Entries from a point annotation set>

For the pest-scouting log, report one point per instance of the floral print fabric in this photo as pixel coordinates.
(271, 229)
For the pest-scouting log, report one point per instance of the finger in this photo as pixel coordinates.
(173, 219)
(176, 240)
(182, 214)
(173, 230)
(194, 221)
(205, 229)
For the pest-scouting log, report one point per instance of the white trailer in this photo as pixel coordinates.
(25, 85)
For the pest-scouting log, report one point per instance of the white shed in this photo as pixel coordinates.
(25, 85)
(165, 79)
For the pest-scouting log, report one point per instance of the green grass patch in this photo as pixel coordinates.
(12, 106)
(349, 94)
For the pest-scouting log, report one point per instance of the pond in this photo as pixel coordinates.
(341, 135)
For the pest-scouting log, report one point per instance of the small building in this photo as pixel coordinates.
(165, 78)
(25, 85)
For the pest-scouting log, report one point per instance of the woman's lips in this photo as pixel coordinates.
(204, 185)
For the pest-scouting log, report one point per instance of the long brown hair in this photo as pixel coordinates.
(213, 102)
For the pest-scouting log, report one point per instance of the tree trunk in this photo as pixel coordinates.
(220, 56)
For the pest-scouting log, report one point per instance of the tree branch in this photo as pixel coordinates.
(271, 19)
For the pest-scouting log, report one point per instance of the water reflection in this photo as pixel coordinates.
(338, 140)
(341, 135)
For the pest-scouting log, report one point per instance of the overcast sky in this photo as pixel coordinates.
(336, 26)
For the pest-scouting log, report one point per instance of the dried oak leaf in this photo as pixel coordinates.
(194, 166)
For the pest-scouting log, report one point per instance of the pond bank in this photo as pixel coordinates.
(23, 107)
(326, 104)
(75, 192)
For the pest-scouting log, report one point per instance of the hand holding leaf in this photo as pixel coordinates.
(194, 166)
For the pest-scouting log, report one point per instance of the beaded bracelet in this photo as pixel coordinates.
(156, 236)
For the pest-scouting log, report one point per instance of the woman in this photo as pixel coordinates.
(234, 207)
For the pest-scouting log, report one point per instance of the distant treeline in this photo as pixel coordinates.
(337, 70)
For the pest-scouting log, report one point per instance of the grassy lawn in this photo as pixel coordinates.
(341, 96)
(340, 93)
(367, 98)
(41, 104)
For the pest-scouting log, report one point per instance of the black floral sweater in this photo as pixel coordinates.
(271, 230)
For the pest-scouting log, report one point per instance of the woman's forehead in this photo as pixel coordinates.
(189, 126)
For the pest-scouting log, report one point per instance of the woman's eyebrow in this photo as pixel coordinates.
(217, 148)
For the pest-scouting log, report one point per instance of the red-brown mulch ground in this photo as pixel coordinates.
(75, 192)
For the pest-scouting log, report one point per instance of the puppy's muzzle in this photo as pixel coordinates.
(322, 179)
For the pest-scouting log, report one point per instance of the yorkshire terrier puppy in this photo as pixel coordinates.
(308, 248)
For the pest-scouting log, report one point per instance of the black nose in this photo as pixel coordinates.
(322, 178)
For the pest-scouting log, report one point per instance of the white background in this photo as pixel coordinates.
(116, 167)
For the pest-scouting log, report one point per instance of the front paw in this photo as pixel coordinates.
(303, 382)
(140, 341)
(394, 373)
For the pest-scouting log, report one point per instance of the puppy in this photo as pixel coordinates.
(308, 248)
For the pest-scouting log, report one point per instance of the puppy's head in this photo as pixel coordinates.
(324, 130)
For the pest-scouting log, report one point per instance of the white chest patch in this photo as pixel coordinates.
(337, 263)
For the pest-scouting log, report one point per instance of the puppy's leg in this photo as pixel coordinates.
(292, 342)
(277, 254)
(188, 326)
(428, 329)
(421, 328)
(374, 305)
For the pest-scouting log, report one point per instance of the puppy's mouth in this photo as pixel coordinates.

Short task>
Extract, exactly, the lines above that begin at the line containing "terrier puppy in this photo as pixel coordinates." and end at the final line of the records; add no other text.

Response for this exercise>
For the pest-scouting log, report one point per instance of the yorkshire terrier puppy in this photo as pixel coordinates.
(308, 248)
For the pest-scouting log, report one point per instance of the black nose in this photo as pixel coordinates.
(322, 178)
For the pest-scouting log, report one point per instance of the white background in this photo as pixel coordinates.
(116, 167)
For the pest-scouting log, report one point per instance of the front paw in this photo as pixel coordinates.
(303, 382)
(140, 341)
(394, 373)
For the pest-scouting log, report one point per instance of the puppy in this photo as pixel coordinates.
(308, 248)
For the pest-scouting log, report one point per instance of the puppy's head in this photo as pixel coordinates.
(324, 130)
For the pest-scouting log, report one point per instance of the white chest patch in this photo as pixel coordinates.
(337, 263)
For the pest-scouting log, report one point per instance of the puppy's leg in this photo as pixel coordinates.
(292, 342)
(277, 254)
(188, 326)
(428, 329)
(421, 328)
(374, 305)
For the pest-scouting log, report one point per instance of the puppy's mouth in this photo as pixel coordinates.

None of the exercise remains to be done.